Texte fourni:
● ● ● ● ●
Un champ de cannabis à Issaguen, dans le Rif marocain, en mai 2013. / FADEL SENNA / AFP

Neuf pays africains pourraient prochainement légaliser le cannabis. L’Afrique du Sud, le Zimbabwe, le Lesotho, le Nigeria, le Maroc, le Malawi, le Ghana, l’Eswatini (ex-Swaziland) et la Zambie pourraient choisir cette option d’ici à 2023, si l’on en croit le dernier rapport de Prohibition Partners, un groupe de réflexion qui milite à coup d’études et de statistiques pour une large dépénalisation de cette drogue.

Sur le continent, le Lesotho a fait figure de précurseur, s’imposant comme le premier à réguler le cannabis à usage médical dès 2008. Dix ans plus tard, le Zimbabwe lui a emboîté le pas, légalisant sa culture, avant qu’en septembre de la même année l’Afrique du Sud autorise, elle, la consommation privée entre adultes.
● ● ● ● ●
D'après le texte fourni, quel pays a été le premier du continent africain à réguler le cannabis à usage médical, et en quelle année ?
● ● ● ● ●
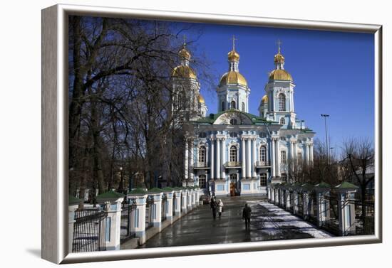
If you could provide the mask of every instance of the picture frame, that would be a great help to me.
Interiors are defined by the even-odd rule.
[[[375,233],[232,244],[70,253],[68,237],[68,18],[70,15],[368,33],[374,36]],[[42,258],[57,264],[260,250],[380,243],[382,242],[382,26],[291,19],[180,13],[76,5],[42,11]]]

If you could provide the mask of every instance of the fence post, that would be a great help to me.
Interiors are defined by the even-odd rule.
[[[352,200],[358,188],[358,186],[348,182],[343,182],[335,187],[338,192],[338,213],[341,235],[349,235],[356,232],[355,203]]]
[[[130,232],[139,237],[140,245],[145,243],[145,210],[147,192],[142,189],[136,189],[128,193],[127,198],[129,203],[136,205],[131,210]]]
[[[150,193],[153,190],[154,192]],[[155,192],[153,188],[148,191],[149,195],[153,197],[153,204],[151,205],[151,223],[153,226],[158,228],[158,231],[162,230],[162,193]],[[158,191],[158,190],[156,190]]]
[[[298,215],[298,192],[296,191],[296,190],[293,190],[293,201],[294,201],[294,208],[293,208],[294,215]]]
[[[284,191],[286,192],[286,210],[289,210],[292,207],[290,189],[287,186]]]
[[[325,198],[325,195],[329,192],[330,188],[331,185],[324,182],[314,186],[318,227],[321,227],[325,221],[329,219],[329,202]]]
[[[176,216],[181,217],[181,190],[176,191],[175,199],[174,200],[175,203],[175,213]]]
[[[76,198],[76,197],[73,197],[73,195],[69,195],[68,197],[68,250],[69,253],[72,252],[72,246],[73,244],[73,225],[75,224],[75,211],[78,209],[79,203],[82,201],[81,199]]]
[[[182,190],[182,200],[181,201],[181,209],[182,210],[182,212],[183,213],[183,215],[187,214],[187,208],[188,208],[188,205],[187,205],[187,199],[188,199],[187,192],[188,192],[188,191],[186,188]]]
[[[121,232],[121,203],[125,195],[109,191],[97,196],[97,202],[104,204],[103,209],[108,213],[105,223],[105,248],[106,250],[120,250],[120,233]]]
[[[166,193],[166,210],[165,216],[166,220],[170,221],[170,223],[173,222],[173,195],[174,191]]]

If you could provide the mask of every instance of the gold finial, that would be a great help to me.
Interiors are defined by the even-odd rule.
[[[187,45],[187,35],[184,35],[184,47]]]
[[[282,41],[280,39],[278,39],[277,44],[278,45],[278,53],[280,54],[280,45],[282,45]]]
[[[233,50],[235,50],[235,41],[238,40],[235,38],[235,36],[233,34],[233,36],[232,37],[232,40],[233,41]]]

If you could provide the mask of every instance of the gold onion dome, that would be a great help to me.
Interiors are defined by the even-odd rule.
[[[247,80],[238,72],[229,71],[222,76],[220,85],[238,84],[247,86]]]
[[[239,61],[239,54],[234,49],[227,53],[229,61]]]
[[[193,78],[196,79],[195,71],[189,66],[179,65],[173,69],[172,76],[179,78]]]
[[[264,95],[263,97],[262,98],[262,102],[264,102],[264,103],[268,102],[268,96],[267,95],[267,94]]]
[[[199,102],[199,103],[205,104],[205,100],[201,94],[199,94],[199,96],[197,96],[197,102]]]
[[[178,51],[178,55],[182,59],[184,58],[187,60],[190,60],[190,53],[187,50],[185,45],[182,46],[182,48],[181,48],[181,50]]]
[[[269,79],[270,80],[285,80],[285,81],[292,81],[293,77],[285,70],[276,69],[269,73]]]

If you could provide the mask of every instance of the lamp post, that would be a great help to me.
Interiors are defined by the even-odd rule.
[[[326,146],[326,163],[328,164],[329,163],[329,149],[328,149],[328,132],[327,132],[327,129],[326,129],[326,117],[329,117],[329,114],[321,114],[321,116],[322,117],[324,118],[324,124],[325,124],[325,146]]]

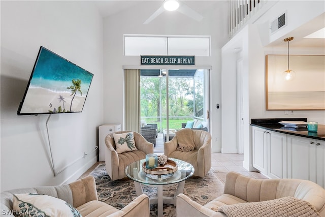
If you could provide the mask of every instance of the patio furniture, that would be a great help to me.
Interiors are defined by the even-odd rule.
[[[153,146],[156,146],[156,132],[157,131],[154,128],[151,128],[149,125],[145,125],[140,128],[140,134],[149,142],[153,144]]]
[[[151,128],[156,129],[156,138],[158,137],[158,125],[156,123],[147,123],[147,125],[151,126]]]

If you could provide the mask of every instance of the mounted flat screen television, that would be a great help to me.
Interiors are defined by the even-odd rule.
[[[81,112],[93,76],[41,46],[17,114]]]

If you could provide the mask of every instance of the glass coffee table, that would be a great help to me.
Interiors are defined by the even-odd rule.
[[[191,164],[175,158],[169,160],[177,164],[178,170],[172,173],[166,175],[153,175],[147,174],[142,171],[142,165],[146,159],[136,161],[126,167],[125,174],[134,181],[134,185],[138,196],[143,194],[141,184],[153,185],[157,187],[157,197],[149,198],[150,204],[156,203],[158,205],[157,216],[162,216],[164,203],[175,204],[176,196],[184,191],[185,180],[194,173],[194,167]],[[164,197],[162,195],[162,187],[171,184],[178,183],[176,192],[174,197]]]

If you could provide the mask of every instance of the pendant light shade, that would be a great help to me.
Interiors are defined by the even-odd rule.
[[[167,0],[164,3],[164,8],[169,11],[177,10],[179,7],[179,3],[176,0]]]
[[[296,77],[296,72],[289,68],[289,42],[293,39],[294,37],[289,37],[283,40],[288,42],[288,69],[282,73],[282,75],[284,80],[288,81],[292,81]]]

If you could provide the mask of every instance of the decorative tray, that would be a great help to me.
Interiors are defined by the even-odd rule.
[[[290,127],[290,128],[306,128],[307,125],[307,122],[305,121],[282,121],[279,122],[279,123],[281,125],[284,125],[284,127]]]
[[[158,165],[158,167],[153,169],[147,169],[146,168],[146,162],[143,162],[142,164],[142,171],[145,173],[154,175],[165,175],[176,172],[178,169],[177,163],[171,160],[168,160],[167,163],[161,165]]]

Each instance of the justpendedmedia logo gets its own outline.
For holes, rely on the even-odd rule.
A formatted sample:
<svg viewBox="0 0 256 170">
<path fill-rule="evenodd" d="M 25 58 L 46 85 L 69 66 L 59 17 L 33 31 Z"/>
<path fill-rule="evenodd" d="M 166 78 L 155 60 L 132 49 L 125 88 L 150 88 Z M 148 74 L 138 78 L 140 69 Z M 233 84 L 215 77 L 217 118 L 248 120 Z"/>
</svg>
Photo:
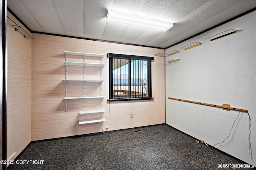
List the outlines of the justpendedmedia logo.
<svg viewBox="0 0 256 170">
<path fill-rule="evenodd" d="M 219 168 L 254 168 L 254 166 L 251 165 L 250 164 L 218 164 L 218 167 Z"/>
</svg>

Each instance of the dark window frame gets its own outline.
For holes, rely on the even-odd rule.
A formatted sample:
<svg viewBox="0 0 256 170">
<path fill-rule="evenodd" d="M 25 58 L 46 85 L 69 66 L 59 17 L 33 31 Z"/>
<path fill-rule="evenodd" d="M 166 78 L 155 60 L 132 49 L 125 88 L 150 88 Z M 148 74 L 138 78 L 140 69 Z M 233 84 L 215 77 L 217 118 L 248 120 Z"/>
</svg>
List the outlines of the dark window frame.
<svg viewBox="0 0 256 170">
<path fill-rule="evenodd" d="M 137 55 L 126 55 L 123 54 L 108 53 L 107 56 L 109 58 L 109 99 L 108 100 L 110 102 L 112 101 L 129 101 L 129 100 L 151 100 L 153 99 L 152 98 L 152 61 L 154 60 L 154 57 L 149 57 L 140 56 Z M 113 58 L 122 59 L 134 59 L 135 60 L 138 60 L 141 61 L 148 61 L 147 65 L 147 82 L 148 82 L 148 96 L 146 97 L 138 97 L 138 98 L 113 98 Z M 130 62 L 130 64 L 131 62 Z M 130 89 L 131 86 L 131 79 L 129 80 L 129 87 Z"/>
</svg>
● ● ● ● ●
Solution: Le Lesotho, en 2008.